(Stored data entries)
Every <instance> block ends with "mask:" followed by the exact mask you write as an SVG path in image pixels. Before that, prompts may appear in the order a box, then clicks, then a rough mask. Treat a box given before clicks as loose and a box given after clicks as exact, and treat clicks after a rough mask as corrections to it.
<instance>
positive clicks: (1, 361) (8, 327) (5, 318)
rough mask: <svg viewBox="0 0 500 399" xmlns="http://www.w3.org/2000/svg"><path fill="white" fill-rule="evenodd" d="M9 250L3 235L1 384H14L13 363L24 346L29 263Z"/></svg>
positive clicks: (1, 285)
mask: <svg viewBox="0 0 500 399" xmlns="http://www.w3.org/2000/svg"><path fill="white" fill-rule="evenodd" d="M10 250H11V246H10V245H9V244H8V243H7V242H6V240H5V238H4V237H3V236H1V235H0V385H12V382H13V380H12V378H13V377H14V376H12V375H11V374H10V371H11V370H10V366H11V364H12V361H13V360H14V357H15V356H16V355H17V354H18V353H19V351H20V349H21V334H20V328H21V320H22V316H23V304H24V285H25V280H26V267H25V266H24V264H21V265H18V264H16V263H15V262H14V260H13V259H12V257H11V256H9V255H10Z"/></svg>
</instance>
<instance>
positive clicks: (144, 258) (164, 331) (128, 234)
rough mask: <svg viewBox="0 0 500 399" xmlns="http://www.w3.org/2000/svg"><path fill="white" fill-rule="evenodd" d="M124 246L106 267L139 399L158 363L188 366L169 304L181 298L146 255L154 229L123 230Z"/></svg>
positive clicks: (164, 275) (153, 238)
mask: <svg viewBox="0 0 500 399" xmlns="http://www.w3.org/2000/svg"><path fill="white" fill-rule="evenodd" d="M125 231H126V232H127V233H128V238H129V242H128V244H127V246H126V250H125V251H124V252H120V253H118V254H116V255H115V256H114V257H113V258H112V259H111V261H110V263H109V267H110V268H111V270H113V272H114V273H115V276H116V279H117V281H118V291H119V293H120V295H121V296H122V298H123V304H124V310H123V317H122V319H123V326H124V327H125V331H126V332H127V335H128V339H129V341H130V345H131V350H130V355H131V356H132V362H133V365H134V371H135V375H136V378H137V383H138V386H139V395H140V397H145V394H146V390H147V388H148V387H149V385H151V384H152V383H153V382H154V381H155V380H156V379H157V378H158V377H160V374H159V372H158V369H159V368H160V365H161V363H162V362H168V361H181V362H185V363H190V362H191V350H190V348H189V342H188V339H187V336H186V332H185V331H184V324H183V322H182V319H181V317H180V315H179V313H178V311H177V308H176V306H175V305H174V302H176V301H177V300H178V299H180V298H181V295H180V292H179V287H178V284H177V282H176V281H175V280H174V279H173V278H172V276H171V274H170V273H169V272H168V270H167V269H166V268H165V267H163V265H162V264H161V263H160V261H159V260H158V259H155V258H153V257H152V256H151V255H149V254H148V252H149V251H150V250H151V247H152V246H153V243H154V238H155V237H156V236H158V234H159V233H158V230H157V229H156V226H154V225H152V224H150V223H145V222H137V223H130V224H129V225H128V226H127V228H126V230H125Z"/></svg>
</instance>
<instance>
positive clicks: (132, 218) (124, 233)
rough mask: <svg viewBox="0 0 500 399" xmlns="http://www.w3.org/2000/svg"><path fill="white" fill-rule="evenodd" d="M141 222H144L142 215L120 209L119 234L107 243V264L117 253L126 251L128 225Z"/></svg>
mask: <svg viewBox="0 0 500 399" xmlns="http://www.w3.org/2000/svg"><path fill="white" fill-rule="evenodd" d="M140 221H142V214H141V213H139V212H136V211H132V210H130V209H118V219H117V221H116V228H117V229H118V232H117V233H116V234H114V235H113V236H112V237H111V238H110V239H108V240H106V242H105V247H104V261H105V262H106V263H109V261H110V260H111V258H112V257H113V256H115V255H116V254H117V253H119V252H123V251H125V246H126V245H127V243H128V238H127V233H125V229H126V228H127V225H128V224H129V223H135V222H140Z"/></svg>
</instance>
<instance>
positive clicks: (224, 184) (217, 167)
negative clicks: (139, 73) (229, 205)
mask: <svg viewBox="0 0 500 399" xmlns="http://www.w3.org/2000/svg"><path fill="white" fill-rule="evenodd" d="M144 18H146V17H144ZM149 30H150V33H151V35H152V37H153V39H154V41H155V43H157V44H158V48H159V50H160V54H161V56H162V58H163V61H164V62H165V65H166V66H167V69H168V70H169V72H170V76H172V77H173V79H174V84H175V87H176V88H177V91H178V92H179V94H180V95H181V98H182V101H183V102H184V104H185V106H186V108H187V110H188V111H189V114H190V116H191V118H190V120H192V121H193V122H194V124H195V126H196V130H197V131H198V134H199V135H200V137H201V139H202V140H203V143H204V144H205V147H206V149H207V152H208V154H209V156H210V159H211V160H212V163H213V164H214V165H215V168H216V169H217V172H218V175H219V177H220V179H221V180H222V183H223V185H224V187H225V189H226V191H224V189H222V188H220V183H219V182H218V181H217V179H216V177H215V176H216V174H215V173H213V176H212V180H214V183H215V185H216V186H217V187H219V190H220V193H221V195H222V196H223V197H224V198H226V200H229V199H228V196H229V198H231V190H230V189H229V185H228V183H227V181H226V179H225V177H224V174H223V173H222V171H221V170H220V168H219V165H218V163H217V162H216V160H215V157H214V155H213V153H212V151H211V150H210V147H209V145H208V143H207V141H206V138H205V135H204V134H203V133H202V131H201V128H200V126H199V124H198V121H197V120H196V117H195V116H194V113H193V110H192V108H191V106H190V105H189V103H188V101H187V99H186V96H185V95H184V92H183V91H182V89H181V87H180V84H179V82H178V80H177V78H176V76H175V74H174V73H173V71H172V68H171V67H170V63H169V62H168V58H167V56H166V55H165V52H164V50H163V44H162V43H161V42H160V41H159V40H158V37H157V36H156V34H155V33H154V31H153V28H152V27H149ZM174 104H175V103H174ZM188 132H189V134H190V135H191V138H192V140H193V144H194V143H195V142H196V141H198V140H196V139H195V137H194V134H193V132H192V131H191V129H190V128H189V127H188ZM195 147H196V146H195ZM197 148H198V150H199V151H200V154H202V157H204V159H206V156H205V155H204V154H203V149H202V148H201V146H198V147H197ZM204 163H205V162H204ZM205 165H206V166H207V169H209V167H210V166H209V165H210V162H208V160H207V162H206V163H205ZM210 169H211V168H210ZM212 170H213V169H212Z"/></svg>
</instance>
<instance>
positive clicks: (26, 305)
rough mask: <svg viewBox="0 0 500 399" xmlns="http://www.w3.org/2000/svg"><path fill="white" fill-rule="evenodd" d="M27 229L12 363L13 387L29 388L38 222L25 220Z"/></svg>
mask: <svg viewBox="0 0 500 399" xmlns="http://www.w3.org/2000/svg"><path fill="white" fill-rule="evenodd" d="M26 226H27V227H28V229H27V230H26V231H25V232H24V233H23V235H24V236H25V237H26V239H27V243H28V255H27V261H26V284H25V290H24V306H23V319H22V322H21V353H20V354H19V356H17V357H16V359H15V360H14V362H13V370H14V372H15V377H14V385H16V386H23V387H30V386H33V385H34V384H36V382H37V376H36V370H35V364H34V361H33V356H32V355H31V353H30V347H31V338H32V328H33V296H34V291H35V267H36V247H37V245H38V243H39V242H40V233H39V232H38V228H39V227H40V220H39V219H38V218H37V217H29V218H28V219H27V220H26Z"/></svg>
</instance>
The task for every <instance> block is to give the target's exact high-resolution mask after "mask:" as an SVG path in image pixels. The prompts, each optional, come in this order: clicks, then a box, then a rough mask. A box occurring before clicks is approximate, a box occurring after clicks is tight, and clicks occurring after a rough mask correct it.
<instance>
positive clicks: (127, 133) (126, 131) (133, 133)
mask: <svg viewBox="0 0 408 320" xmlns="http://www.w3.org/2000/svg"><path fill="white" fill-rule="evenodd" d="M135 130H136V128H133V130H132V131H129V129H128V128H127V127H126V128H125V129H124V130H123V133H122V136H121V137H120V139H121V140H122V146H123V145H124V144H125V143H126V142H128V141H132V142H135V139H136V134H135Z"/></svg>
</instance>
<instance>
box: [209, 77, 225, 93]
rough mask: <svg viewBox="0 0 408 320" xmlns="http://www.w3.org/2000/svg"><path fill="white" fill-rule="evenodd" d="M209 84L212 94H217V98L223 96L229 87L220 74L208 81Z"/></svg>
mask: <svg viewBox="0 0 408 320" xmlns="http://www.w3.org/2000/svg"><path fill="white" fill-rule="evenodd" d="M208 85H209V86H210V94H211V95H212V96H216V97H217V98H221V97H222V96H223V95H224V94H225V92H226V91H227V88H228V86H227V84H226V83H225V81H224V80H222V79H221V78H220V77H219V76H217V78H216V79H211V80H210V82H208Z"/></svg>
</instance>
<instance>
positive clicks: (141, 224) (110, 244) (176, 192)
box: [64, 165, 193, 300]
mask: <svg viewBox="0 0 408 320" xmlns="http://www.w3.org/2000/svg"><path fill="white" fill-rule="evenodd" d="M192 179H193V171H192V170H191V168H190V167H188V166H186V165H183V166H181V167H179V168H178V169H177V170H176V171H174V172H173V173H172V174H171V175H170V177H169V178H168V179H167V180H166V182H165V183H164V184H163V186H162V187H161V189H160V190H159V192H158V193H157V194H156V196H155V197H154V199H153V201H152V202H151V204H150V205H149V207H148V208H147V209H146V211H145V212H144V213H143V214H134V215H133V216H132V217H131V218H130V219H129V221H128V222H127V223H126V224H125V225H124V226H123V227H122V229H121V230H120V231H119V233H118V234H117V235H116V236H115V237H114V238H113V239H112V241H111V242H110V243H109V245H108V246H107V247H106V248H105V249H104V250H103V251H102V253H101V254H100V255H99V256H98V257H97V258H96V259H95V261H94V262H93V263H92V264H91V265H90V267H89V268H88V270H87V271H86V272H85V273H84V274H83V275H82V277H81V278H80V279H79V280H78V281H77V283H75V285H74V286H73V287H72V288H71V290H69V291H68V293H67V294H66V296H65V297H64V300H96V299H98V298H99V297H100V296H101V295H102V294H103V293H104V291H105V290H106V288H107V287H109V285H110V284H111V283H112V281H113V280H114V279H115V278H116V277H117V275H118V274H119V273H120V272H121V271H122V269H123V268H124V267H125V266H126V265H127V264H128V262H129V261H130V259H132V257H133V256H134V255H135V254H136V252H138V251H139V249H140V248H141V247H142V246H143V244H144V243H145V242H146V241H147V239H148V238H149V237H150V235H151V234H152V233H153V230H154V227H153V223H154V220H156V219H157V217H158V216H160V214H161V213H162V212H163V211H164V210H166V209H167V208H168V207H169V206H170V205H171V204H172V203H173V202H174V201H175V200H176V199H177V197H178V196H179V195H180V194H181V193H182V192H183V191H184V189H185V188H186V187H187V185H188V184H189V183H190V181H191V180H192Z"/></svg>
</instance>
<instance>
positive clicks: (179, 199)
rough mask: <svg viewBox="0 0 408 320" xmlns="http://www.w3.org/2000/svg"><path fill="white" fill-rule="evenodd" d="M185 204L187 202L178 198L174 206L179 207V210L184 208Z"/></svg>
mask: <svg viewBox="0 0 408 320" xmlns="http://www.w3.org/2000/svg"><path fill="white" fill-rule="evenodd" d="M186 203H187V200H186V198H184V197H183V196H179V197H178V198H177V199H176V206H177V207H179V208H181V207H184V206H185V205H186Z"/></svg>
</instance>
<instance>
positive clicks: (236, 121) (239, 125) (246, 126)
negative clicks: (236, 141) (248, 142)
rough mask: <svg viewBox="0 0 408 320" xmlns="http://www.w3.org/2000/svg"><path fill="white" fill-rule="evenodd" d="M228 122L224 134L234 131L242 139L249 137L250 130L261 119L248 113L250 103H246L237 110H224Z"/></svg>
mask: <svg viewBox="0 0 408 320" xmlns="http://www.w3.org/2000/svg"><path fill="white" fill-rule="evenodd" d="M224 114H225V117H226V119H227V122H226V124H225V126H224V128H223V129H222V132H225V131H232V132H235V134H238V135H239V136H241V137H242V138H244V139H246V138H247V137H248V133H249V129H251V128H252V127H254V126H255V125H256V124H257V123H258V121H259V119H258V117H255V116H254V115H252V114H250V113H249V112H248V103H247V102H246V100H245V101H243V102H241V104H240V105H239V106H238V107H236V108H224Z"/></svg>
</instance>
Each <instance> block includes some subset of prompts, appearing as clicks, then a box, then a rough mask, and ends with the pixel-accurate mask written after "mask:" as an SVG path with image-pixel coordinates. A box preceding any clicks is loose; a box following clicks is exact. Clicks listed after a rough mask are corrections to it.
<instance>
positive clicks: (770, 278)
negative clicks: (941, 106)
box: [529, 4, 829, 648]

● **What is being asked**: The answer should be an exact copy of the lines from the first line of the data through the line with "250L3 235L1 384H14L13" and should contain nothing else.

● **Task answer**:
Every <instance> block ends with "mask:" followed by the exact mask you write as an SVG path in image pixels. Before that, prompts may appear in the order a box, then clicks, then a rough mask. Treat a box given before clicks as loose and a box given after clicks as exact, and treat clicks after a rough mask as corrections to it.
<instance>
positive clicks: (1, 361) (8, 327) (5, 318)
rough mask: <svg viewBox="0 0 500 399" xmlns="http://www.w3.org/2000/svg"><path fill="white" fill-rule="evenodd" d="M9 250L3 235L1 384H14L13 363L24 346L29 263Z"/></svg>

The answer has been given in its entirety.